Extract -
-- begin --

Ferrero’s team chose the platform after an extensive review of performance goals. In particular, they wanted to know how packet processing behaved on each of the four platforms they considered. The integrated platform has been a success.

“Our service quality reviews before and after the next-gen firewall implementation show a clear improvement in the stability of the platform,” says Ferrero. “We were chasing problems related to the previous platform a couple times per month. The new platform is so trusted, I struggle to think of a problem it introduced all year.”

MORE FROM EDTECH: Network solutions help university leaders secure and simplify their networks.

Next Generation Firewall Is a Core Component for Network Security

Whether you’re choosing a stand-alone IPS or an integrated solution that includes intrusion prevention, it’s clear that this technology is becoming more of a requirement than an option

Says Bowling, “From my perspective, the use of an IPS — and, to a larger extent, a next-generation firewall — is a critical piece of any network security posture. In an environment where there is not enterprise control of all endpoints, the ability to do fine-grained traffic control is critical to securing networks overall.”

Bowling expects that, over time, integrated IPS solutions may become more common. Whichever model IT departments choose, however, the function will remain a critical one.

“The trend over time has been adoption of an IPS as a core network control mechanism,” says Bowling. “At this point, use of an IPS is nearly universal, at least in medium-sized and large institutions.”

-- end --

Provided information -

-- begin --

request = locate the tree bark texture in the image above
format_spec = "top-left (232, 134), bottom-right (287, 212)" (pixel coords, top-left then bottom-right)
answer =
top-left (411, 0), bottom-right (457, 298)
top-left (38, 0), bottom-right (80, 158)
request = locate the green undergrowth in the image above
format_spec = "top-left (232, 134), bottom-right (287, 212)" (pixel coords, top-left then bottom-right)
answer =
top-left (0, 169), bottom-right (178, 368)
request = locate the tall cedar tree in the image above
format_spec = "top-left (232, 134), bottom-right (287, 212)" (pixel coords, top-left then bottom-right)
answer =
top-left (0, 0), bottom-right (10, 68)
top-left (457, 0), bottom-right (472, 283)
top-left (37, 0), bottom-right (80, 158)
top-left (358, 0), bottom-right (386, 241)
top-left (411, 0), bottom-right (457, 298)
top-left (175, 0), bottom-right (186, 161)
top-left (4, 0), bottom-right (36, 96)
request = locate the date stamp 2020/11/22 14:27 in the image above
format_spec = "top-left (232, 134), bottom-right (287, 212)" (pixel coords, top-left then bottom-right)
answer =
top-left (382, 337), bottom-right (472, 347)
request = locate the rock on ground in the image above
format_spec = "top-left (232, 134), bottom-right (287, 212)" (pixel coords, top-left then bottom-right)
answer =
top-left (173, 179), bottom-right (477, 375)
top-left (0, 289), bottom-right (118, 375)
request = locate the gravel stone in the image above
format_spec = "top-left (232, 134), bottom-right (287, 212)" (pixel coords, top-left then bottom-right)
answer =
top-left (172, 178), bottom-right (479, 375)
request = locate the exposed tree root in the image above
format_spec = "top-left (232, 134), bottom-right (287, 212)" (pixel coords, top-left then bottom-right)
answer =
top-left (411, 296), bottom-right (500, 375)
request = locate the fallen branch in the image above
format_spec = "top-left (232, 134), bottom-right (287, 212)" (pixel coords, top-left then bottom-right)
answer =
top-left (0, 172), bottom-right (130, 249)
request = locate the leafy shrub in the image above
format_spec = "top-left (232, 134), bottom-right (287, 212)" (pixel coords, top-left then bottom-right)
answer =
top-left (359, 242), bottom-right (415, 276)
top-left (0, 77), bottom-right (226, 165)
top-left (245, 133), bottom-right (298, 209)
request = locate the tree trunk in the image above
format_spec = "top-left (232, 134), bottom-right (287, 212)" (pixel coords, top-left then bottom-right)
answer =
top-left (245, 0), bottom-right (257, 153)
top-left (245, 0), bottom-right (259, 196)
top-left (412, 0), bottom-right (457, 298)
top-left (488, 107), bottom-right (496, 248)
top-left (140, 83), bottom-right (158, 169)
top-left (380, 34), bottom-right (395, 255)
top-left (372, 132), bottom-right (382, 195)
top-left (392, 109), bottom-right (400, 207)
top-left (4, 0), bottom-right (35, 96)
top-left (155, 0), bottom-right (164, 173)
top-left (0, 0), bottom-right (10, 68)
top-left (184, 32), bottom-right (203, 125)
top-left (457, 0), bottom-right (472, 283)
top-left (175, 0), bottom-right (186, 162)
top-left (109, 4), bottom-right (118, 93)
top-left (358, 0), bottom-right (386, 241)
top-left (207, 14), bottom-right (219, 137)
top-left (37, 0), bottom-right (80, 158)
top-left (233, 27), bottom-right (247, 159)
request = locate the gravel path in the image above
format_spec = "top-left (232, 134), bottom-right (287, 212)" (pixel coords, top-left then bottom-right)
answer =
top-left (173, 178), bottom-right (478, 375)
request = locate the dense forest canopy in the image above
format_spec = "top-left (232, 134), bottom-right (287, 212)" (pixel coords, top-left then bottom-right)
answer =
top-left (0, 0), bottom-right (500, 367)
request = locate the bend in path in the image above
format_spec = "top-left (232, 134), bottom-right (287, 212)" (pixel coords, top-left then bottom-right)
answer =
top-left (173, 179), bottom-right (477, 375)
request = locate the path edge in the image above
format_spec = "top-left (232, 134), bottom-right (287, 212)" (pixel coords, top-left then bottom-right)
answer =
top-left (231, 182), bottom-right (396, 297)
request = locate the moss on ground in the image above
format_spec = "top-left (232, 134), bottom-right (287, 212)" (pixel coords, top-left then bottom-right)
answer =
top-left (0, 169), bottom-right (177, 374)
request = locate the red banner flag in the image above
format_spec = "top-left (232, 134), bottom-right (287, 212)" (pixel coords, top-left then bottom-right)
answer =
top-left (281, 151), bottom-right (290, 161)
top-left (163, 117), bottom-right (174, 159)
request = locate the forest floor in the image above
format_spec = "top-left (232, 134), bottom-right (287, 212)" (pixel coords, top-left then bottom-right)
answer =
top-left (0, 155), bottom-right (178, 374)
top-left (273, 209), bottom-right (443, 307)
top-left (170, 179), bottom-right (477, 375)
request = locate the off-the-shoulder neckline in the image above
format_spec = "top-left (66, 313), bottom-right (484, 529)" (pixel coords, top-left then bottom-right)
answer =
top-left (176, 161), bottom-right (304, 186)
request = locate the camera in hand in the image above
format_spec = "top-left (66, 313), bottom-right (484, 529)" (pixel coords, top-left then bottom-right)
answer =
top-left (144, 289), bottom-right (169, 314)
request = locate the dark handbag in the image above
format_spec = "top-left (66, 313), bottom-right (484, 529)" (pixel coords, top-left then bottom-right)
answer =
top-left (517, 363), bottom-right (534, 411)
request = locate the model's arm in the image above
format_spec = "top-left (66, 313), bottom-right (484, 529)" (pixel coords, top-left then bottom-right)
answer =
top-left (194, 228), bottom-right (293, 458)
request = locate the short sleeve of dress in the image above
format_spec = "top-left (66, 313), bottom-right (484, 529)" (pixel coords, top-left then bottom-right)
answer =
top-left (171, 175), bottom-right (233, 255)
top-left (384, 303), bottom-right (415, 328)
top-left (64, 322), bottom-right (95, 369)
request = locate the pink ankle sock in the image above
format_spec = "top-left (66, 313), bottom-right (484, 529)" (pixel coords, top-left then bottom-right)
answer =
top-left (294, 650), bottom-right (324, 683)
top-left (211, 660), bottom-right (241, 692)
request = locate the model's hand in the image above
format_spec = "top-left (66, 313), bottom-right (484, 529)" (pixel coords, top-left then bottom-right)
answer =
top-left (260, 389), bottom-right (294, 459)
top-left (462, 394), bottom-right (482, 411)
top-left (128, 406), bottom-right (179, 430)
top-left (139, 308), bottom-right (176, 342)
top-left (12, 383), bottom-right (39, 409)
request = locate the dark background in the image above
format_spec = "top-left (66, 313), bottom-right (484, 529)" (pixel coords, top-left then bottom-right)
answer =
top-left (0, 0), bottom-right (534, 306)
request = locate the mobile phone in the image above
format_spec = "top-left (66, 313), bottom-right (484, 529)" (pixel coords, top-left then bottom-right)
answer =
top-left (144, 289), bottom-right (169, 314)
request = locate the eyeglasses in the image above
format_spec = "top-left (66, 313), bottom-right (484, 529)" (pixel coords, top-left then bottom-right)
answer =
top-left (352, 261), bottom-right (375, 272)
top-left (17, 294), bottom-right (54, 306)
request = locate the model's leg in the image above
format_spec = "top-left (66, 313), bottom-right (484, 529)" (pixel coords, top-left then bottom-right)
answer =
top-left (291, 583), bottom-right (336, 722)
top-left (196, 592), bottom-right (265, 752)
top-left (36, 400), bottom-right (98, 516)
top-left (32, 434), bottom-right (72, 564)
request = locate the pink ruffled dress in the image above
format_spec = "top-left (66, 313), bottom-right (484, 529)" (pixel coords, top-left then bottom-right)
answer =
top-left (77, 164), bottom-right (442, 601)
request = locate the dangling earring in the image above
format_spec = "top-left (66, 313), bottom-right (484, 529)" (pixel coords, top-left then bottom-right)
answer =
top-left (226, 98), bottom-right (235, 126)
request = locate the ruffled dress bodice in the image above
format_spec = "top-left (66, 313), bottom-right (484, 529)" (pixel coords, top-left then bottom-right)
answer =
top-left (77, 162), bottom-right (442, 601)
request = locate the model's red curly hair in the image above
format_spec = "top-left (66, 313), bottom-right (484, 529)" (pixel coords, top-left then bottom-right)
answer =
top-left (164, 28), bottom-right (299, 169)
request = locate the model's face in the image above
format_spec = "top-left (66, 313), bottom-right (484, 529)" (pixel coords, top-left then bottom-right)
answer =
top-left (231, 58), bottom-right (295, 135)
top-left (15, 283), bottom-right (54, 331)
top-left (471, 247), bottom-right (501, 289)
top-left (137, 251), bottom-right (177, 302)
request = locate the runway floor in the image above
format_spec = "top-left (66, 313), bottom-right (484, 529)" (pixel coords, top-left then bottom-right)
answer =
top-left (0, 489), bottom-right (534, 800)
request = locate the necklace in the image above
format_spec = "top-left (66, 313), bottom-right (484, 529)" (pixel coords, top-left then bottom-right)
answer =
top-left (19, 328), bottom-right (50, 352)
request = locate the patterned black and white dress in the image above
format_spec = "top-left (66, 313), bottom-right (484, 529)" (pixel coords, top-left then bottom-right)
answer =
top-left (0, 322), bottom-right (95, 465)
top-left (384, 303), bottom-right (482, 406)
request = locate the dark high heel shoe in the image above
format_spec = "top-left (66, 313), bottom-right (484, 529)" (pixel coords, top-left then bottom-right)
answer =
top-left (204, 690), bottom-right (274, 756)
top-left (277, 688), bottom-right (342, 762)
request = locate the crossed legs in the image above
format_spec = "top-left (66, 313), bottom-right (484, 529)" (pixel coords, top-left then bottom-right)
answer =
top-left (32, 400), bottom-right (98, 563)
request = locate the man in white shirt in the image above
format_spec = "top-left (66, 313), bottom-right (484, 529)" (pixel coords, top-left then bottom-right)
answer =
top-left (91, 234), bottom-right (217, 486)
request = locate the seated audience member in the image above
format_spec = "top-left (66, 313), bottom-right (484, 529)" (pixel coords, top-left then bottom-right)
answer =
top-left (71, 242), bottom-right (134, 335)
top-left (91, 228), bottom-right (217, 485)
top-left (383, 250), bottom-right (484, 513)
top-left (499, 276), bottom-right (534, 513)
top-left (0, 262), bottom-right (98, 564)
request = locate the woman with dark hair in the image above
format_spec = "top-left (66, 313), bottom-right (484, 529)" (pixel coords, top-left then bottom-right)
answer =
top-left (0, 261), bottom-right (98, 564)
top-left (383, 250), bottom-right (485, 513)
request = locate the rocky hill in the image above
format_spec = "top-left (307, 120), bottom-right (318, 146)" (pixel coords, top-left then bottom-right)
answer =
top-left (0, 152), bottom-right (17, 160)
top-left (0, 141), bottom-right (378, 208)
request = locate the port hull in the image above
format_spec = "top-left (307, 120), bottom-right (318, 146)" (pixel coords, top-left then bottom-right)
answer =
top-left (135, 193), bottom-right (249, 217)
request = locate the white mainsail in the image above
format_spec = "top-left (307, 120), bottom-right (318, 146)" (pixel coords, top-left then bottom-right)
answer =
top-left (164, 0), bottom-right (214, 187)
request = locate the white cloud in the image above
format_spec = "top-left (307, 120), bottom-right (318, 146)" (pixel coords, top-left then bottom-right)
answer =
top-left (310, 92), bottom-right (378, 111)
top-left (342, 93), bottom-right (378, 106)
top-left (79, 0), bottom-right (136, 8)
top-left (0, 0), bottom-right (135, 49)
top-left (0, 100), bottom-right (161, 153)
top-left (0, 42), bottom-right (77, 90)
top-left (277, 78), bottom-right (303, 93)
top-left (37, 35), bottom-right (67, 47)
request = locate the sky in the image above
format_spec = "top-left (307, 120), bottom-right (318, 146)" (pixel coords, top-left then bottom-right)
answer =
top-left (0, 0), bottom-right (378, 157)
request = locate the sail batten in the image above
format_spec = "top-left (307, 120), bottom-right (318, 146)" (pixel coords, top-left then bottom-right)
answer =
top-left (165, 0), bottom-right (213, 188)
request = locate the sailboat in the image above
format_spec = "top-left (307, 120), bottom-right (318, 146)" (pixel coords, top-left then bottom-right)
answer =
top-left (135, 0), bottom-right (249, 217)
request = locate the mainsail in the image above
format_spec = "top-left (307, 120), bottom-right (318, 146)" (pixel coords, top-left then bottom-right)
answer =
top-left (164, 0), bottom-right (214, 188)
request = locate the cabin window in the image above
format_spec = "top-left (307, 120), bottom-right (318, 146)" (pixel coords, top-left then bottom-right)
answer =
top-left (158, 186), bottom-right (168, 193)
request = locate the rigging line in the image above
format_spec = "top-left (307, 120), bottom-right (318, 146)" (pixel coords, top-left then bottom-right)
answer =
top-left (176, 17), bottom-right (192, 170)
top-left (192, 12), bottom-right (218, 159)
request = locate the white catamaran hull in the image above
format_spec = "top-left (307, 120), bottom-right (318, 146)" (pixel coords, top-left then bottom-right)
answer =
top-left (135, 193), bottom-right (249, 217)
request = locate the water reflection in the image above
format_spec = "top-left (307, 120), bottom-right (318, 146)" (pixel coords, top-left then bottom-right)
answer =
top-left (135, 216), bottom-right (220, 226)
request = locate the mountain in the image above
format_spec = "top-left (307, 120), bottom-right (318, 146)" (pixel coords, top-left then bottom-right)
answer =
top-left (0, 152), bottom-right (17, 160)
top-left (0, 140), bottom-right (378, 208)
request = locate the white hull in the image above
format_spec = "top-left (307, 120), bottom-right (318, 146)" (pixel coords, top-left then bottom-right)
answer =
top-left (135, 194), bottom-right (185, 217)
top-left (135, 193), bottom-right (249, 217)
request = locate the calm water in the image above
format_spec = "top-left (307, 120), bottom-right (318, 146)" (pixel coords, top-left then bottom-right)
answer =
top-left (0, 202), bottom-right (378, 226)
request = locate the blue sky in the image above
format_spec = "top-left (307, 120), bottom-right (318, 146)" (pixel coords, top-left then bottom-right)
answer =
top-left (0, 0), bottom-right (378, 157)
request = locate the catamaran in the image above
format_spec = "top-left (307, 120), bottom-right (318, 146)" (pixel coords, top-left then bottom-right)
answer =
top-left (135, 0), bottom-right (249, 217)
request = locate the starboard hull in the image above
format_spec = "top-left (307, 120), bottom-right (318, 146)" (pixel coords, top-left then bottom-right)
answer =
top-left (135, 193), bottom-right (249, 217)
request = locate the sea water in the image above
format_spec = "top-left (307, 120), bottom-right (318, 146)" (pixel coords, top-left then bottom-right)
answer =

-- end --

Task description -
From the firewall text, copy out the passage from "Ferrero’s team chose" up to and including "simplify their networks.", swapping "stability" for "reliability".

The completed task -
Ferrero’s team chose the platform after an extensive review of performance goals. In particular, they wanted to know how packet processing behaved on each of the four platforms they considered. The integrated platform has been a success.

“Our service quality reviews before and after the next-gen firewall implementation show a clear improvement in the reliability of the platform,” says Ferrero. “We were chasing problems related to the previous platform a couple times per month. The new platform is so trusted, I struggle to think of a problem it introduced all year.”

MORE FROM EDTECH: Network solutions help university leaders secure and simplify their networks.